Rewrite every line of the listing below, keeping the requests unchanged, but add 54 to each x and y coordinate in the answer pairs.

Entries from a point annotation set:
____________________
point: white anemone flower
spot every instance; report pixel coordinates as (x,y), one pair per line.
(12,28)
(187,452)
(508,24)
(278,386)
____________________
▸ EXERCISE SOLUTION:
point: white anemone flower
spot every instance; report pixel coordinates as (x,y), one pair per line.
(66,82)
(241,506)
(562,78)
(332,440)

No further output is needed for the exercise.